[START OF Passage to read]

Is it legal to scrape Google Maps data?
Pulling public business listings is common, but is it allowed? An honest look at the rules, the court cases, and where the real limits are.
Updated · 8 min read
Short answer: collecting public business information from Google Maps, the names, addresses, phone numbers, and websites, is generally legal in the United States. US courts have repeatedly found that gathering data published in the open, with no login to get past, is not hacking. The catches are real but narrow. A website's terms of service are a contract you can breach, and privacy law applies the moment you collect personal details about named individuals. This guide walks through where each line actually sits, in plain language. It is not legal advice, so for anything high-stakes, talk to a lawyer.
What scraping Google Maps actually means
Scraping means collecting information from a web page automatically instead of copying it by hand. A list of plumbers in one city, each with a phone number and a website, is the same information you could gather yourself by clicking through Google Maps for an afternoon. A tool just does it faster and without the typos. The underlying business facts are the same; what changes is the scale you can reach, and that scale is part of why a site's terms of service get involved.
Three things decide whether you are on safe ground
Most of the confusion here comes from treating this as one yes-or-no question. It is really three questions, and they have different answers. First, is the data public or private? Second, are you breaking a website's terms of service, and what happens if you do? Third, what are you collecting, and what will you do with it? The sections below take them in turn.
Public business data sits on the safer side of the law
The distinction that runs through almost every court ruling is public versus private. A business listing on Google Maps is published for anyone to see, with no password and no paywall. Courts have treated openly published information very differently from data locked behind a login.
The case people cite most is hiQ Labs v. LinkedIn. There, US courts found that collecting public profile data did not violate the Computer Fraud and Abuse Act, the main federal anti-hacking law, because no access barrier was bypassed. The Supreme Court's Van Buren decision pointed the same way: using data you are permitted to see is not criminal hacking. A more recent case, Meta v. Bright Data, went a similar direction for data collected while logged out. The honest caveat is that none of these rulings declared scraping risk-free. hiQ won the hacking point and then lost a separate claim over LinkedIn's terms of service, which is exactly what the next section is about.

[END OF Passage to read]

### Stated exercise
Continue the article on whether scraping Google Maps data is legal, picking up after its last sentence.

[START OF Data lines]

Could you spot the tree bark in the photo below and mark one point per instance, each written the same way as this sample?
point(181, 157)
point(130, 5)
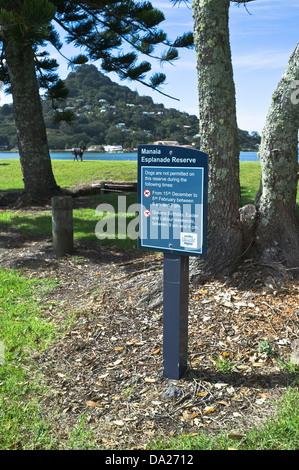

[END OF Data lines]

### Response for this exercise
| Case | Year | What it actually means |
|---|---|---|
| hiQ Labs v. LinkedIn | 2017 to 2022 | Collecting public profile data is not criminal hacking. But hiQ later lost on LinkedIn's terms of service and was ordered to stop, so the win was narrower than it is usually quoted. |
| Van Buren v. United States | 2021 | The Supreme Court read the anti-hacking law's 'exceeds authorized access' narrowly: using data from an area you were allowed to enter is not, by itself, a crime. This is why scraping open, public pages is generally not criminal. |
| Meta v. Bright Data | 2024 | A court declined to enforce a platform's terms against a company that collected public data while logged out. Narrow and fact-specific: scraping while logged in to an account can still break the contract. |
Terms of service are a contract, not a criminal law
Google's terms ask you not to scrape its services. Terms of service are a contract between you and the website, not a law passed by a government, so breaking them is not a crime. That does not make it free of consequences. The realistic outcomes run from having an account rate-limited or banned, which is the common case, to the rarer disputes that reach court, where companies have been ordered to pay damages or to stop scraping altogether. That risk lands on whoever does the collecting. It is one of the main reasons we carry out the collection on infrastructure we run on your behalf rather than asking you to point your personal Google account at the work.
Personal data is where the real obligations begin
A company name and a main business phone number usually carry lower privacy risk. The line is not absolute, though: a sole trader's own name, a direct dial, a personal email, or a reviewer's name can still be personal data about an identifiable person. Privacy laws, the GDPR in Europe most of all, set real rules on how you collect, store, and use information about identifiable people.
Under the GDPR you need a lawful reason to collect someone's personal data, you generally have to tell people that you hold their details and where you got them, and you have to honor a request to be deleted. Regulators have shown they mean it: data-protection authorities have issued multi-million-euro fines against companies that built products on mass-collected personal data without a solid basis. That is why we keep the focus on business records, and why the few options that touch named individuals, such as reviewer names, are off by default and clearly labeled. You stay on the safer side without having to think about it.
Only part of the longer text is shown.